::: Records provided

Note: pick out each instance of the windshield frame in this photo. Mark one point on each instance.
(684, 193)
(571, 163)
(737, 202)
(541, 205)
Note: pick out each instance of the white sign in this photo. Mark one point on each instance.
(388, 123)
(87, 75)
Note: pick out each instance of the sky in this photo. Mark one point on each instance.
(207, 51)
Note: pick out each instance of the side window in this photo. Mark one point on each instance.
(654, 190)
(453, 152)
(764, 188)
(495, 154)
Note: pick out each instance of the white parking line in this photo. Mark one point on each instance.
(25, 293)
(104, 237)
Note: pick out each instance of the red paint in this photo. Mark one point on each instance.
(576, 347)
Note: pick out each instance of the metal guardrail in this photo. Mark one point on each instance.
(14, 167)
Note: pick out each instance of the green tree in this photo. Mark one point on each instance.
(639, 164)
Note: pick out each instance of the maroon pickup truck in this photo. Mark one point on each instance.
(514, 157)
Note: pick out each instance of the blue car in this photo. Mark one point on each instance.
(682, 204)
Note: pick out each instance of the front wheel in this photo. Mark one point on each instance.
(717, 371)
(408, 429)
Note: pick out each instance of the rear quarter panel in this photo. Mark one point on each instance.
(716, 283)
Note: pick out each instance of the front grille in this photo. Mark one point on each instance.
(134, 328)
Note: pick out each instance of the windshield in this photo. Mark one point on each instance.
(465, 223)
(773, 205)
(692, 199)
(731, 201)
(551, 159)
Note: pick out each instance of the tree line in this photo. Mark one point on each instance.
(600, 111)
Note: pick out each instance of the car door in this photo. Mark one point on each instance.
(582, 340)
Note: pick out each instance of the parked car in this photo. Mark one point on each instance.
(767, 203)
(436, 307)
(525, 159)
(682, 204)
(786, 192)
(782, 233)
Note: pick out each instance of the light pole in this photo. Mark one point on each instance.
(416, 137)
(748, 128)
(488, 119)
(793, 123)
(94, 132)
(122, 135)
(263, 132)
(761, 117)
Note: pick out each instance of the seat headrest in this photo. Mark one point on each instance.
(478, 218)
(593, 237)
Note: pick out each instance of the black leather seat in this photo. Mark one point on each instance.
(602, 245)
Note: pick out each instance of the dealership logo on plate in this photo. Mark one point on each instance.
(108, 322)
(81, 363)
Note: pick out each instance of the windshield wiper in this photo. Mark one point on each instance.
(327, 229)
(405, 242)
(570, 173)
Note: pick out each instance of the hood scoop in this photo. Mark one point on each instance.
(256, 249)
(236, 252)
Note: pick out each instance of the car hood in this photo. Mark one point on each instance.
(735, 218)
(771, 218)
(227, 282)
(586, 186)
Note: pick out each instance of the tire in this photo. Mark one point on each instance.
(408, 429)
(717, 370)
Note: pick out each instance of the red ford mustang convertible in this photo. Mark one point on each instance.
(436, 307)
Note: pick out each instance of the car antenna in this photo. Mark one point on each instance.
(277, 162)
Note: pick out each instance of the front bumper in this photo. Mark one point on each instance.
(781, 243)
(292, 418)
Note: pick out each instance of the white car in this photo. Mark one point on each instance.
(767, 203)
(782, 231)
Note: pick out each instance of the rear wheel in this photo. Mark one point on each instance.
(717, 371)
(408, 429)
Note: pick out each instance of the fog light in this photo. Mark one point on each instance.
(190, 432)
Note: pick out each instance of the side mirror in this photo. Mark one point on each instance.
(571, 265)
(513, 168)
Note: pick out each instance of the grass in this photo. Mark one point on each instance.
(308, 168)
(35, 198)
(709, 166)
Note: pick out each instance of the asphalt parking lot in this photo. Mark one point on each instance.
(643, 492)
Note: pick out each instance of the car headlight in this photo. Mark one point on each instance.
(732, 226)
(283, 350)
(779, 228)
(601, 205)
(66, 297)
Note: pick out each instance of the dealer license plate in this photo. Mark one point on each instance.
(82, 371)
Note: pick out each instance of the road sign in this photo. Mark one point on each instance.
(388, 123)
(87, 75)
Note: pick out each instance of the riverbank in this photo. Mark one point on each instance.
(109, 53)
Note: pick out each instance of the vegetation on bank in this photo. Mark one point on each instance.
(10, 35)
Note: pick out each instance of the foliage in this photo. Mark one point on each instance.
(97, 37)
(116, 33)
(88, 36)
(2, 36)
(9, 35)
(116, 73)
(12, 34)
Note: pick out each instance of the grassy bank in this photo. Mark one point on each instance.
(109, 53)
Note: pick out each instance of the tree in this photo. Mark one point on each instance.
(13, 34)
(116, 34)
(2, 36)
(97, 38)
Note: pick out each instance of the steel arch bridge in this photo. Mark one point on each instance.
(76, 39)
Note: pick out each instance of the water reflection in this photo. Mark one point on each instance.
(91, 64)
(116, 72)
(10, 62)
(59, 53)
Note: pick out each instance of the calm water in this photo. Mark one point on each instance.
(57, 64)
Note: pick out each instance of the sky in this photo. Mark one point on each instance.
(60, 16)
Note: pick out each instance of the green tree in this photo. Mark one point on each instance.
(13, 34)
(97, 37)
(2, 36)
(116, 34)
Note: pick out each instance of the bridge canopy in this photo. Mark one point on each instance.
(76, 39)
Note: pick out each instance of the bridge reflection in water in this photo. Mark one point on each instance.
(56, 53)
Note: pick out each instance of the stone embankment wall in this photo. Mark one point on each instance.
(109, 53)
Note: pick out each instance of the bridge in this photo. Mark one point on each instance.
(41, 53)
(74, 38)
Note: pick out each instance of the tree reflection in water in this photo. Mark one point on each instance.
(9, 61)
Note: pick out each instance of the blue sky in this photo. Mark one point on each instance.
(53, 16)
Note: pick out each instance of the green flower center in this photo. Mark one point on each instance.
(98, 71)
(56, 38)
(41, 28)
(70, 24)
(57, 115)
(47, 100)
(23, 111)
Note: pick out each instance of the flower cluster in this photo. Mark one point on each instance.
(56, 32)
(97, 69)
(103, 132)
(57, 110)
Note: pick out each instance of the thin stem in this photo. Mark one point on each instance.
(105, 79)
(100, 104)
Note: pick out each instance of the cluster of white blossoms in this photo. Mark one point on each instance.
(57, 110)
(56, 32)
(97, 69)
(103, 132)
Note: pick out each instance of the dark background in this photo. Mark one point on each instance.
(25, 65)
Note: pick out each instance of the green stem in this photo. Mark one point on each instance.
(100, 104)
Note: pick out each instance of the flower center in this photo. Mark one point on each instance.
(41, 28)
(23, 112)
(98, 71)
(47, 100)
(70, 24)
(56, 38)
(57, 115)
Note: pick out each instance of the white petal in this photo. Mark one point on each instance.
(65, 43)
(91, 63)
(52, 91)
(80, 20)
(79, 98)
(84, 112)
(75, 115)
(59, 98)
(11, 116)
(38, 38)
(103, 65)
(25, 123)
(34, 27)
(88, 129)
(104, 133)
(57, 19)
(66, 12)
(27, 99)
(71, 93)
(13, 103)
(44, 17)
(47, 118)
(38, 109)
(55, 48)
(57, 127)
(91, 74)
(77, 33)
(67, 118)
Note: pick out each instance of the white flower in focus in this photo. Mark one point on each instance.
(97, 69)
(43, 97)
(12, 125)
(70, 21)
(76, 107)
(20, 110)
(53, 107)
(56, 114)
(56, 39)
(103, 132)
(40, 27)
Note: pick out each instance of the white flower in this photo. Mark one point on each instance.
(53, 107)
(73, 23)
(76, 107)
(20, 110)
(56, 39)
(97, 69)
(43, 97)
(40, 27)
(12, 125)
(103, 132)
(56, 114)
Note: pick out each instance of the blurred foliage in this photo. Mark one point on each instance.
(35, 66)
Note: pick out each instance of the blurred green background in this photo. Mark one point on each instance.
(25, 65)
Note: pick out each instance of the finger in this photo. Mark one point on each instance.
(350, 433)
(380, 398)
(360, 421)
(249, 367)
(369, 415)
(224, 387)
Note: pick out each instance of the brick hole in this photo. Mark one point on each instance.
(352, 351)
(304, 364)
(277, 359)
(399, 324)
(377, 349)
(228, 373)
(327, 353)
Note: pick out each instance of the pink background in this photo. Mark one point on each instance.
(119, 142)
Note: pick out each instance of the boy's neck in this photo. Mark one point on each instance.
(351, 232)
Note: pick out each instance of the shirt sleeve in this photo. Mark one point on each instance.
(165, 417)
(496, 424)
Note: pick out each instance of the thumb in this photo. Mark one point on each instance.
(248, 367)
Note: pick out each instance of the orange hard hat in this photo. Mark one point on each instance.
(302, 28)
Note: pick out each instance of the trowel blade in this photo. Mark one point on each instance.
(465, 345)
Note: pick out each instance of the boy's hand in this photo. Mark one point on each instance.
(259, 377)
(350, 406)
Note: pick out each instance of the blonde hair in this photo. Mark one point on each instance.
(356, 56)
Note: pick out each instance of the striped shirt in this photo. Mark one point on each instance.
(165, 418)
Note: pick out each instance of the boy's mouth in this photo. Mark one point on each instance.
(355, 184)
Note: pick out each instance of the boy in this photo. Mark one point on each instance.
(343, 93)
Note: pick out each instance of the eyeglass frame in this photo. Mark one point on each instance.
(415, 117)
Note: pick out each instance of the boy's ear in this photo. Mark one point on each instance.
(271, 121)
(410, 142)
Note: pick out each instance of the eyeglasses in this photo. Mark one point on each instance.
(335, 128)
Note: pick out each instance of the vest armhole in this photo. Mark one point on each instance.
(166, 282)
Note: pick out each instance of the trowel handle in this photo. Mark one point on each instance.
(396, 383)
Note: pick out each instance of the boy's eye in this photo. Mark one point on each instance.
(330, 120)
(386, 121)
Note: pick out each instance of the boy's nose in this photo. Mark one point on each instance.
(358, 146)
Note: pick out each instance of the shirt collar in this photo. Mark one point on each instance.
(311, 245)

::::::

Lines from the one containing "Note: pick out each instance of the shirt collar" through the last line of the listing are to be restated word for word; no other line may appear.

Note: pick out each instance of the shirt collar in this photo. Mark one point on each instance.
(311, 245)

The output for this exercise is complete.